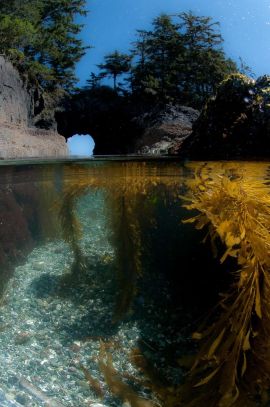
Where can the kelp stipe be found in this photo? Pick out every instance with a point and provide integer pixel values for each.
(71, 228)
(232, 367)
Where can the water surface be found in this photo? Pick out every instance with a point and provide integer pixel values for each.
(109, 271)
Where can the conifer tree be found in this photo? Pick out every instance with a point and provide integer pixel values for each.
(41, 36)
(115, 64)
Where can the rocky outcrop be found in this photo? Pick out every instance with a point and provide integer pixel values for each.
(121, 125)
(165, 129)
(235, 124)
(22, 131)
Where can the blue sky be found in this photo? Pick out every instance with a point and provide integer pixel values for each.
(111, 24)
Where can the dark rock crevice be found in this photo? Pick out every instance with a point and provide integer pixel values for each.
(121, 125)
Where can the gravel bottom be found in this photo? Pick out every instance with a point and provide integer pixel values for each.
(52, 325)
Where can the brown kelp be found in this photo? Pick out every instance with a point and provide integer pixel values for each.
(232, 368)
(126, 187)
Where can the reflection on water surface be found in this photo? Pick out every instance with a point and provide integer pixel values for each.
(111, 273)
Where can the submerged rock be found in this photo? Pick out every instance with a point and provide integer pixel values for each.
(233, 124)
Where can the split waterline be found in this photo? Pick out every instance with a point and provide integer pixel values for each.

§ Written task
Copy every row above word for word, leaving out the pictures.

§ The solution
Where can the kelp stipe be found in this photo? Pick out every instance with a point and provide integer pixel values for each.
(71, 228)
(232, 367)
Where can the water surface be found in this photo? Pick out every instance with a point and provide integer pixel values for each.
(109, 271)
Where can the conifer tree be found in this photo? Pick out every instance with a point and provide integer pixel values for each.
(41, 36)
(115, 64)
Where can the rocky outcrop be found in this photo? Pick out every instance with a point and provide integer pixel values for each.
(121, 125)
(165, 129)
(235, 124)
(22, 131)
Where can the blue sky be found in this photo? Pick out every instance with a point and provide integer pixel values for each.
(111, 24)
Where can the dark rock crevice be found in this photo? Pick out every instance with a point and provide integer pixel values for each.
(121, 125)
Where can the gravel bottom be found in this photo? Pick out every instance with a point and provide integer pixel values for each.
(52, 325)
Where can the brown kelp be found in this photo? Pick out every instance with a point and provide integer pixel values for each.
(232, 368)
(126, 187)
Where can the reflection on water surface be found in this photo? Pick out every instance with a point and provide integer pixel values for each.
(111, 273)
Where can the submerged rock be found in this photo? Pick out every instance with a point and provide integer pixel values for each.
(233, 124)
Where can the split waterline be found in this photo? Pick out every instance with a point and provide integer pixel values for each.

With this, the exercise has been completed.